TEXT FOR ANALYSIS:
Banks, it was said, wanted to be protected in cyberspace. Not out of any sudden realization that cybersecurity adds value and is a good thing to practice but because said banksters were worried about the cyber-paupers getting into their stuff and the scandal and momentary public embarrassment that entails.

And in this they show what can be seen when people lose all faith in corporations and government institutions. There’s no sympathy for the defense contractor or giant financial multinationals that are hacked.

If you find anything at all, it’s something closer to “they had it coming.”

Which leads into a long story on national cybersecurity from AP.

I extract the only parts worth saving, those having to do with protecting the top tier in US corporate society from cyber-ruffians. The “they’re coming for out stuff” argument dressed up as a pressing reason to develop extreme national policy.

The excerpts:

Lynn and others also say the Pentagon must more aggressively protect the networks of defense contractors that possess valuable information about military systems and weapons’ designs. In a new pilot program, the Defense Department has begun sharing classified threat intelligence with a handful of companies to help them identify and block malicious cyber activity on their networks.

Over time, Lynn said, the program could be a model for the Homeland Security Department as it works with companies that run critical infrastructure such as power plants, the electric grid and financial systems.

[The bold-faced objective is of absolutely zero value to average Americans. No one will see any benefit, ever, on whether or not the Lockheed Martins of the US are protected from hacker breeches by the Pentagon. Lockheed Martin’s financial and proprietary business interests are the only things served

Another paradox here is that Lockheed Martin has very aggressively marketed its cyber-defense arm to the US government and military. Commercials are not hard to find in which the company portrays mock cyber-attacks being warded off by their brave and canny cyber-defenders..]


At a recent Capitol Hill hearing, incoming Pentagon chief Leon Panetta, the outgoing CIA director, said the U.S. must be aggressive in offensive and defensive countermeasures.

RECORD EXTRACTS:
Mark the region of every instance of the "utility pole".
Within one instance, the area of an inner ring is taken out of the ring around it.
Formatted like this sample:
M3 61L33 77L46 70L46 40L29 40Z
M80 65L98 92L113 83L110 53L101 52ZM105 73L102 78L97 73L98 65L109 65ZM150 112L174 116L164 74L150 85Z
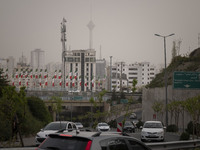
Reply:
M112 56L110 56L110 92L112 92Z
M122 92L122 64L123 62L121 62L121 73L120 73L120 92Z
M155 34L155 36L158 36L158 37L162 37L164 39L164 60L165 60L165 106L166 106L166 116L165 116L165 125L166 127L168 126L168 108L167 108L167 105L168 105L168 98L167 98L167 59L166 59L166 38L167 37L170 37L170 36L173 36L173 34L170 34L170 35L167 35L167 36L162 36L162 35L159 35L159 34Z
M63 63L63 74L64 74L64 89L65 89L65 55L66 55L66 46L65 46L65 42L67 41L66 39L66 19L63 18L62 22L61 22L61 42L62 42L62 63Z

PROMPT 1: In the post on cybersecurity, what kinds of critical infrastructure does the text name as being run by companies that the Homeland Security Department works with?
PROMPT 2: According to the post on cybersecurity, what has the Defense Department begun sharing with a handful of companies in its new pilot program?
PROMPT 3: Write the next part of the post on cybersecurity, picking up after its final sentence about Leon Panetta.
The items have no connection to the post on cybersecurity.

ANSWER AREA 1: Power plants, the electric grid, and financial systems.

ANSWER AREA 2: Classified threat intelligence.

ANSWER AREA 3:
“I’ve often said that there’s a strong likelihood that the next Pearl Harbor that we confront could very well be a cyberattack that cripples our power systems, our grid, our security systems, our financial systems, our governmental systems,” he said.


Panetta is the hero of the hunt for Osama bin Laden. But that does not mean he is a whiz-bang in all matters.

The “electronic Pearl Harbor” trope in reference to cyber-attack is now about fifteen years old.

You can do a Google search on it here.

In the first page list is something I wrote back in 1997 entitled “Electronic Pearl Harbor — Not Likely.”

A great deal has changed since them. But my title, as one of the few predictions I have ventured, remains solid.

Routinely, as one sees if one scans up the search page, are many many trivial writers declaring how “electronic Pearl Harbor” may have already happened. (Or what it would look like.)

The original Pearl Harbor, it’s worth noting, was impossible to overlook.

A cursory reading of these beware-of-electronic-Pearl-Harbor notices since the late Nineties reveals their sameness. All of them are ultimately based on the simplistic idea that unknown enemies on the other side of the world can overturn substantial portions of the US by flicking a few software switches.

This is essentially the result of two things: now way-old American national security infrastructure near psychotic paranoia over magical technological surprise that never occurs and now way-old methodology on massaging the national treasury for funding.

The other bits in the current arguments about cybersecurity and cyberwar are the warnings that the financial system could be hit.

The world economy was put in a tailspin by Wall Street financial systems in 2008. It has yet to recover.

And while Wall Street has done nicely since then, Main Street America has not. And by all accounts, no significant protections against Wall Street’s predations have been put in place in the intervening period.

The argument that the US financial system ought to be protected from electronic Pearl Harbor would, if all Americans actually knew of it, strike them as ridiculous.

It’s easily observable that people are much more interested in protection from the racket that’s the American financial system. Cyberwar and hack attacks on it, when compared to the damage inflicted by Wall Street misbehavior, are absurdly small things.

.

06.26.11

The bioterror industry pimp (an infrequent series)

Posted in Bioterrorism, Culture of Lickspittle at 4:19 pm by George Smith

In the last edition of the series, I mentioned Bob Graham, the ex-WMD Commission chairman who carved out a niche for himself as top salesman for the bioterror defense industry. Graham’s eternal message has been that apocalyptic bioterrorism is coming, so spend more now on bioterror defense.

His routine is invariant and merciless, so much so that his career can be described thusly:

Ex-famous politician Graham remade himself as a fugleman for increasing spending on bioterror defense, mostly by planting the same opinion pieces over and over in the nation’s press over the last decade.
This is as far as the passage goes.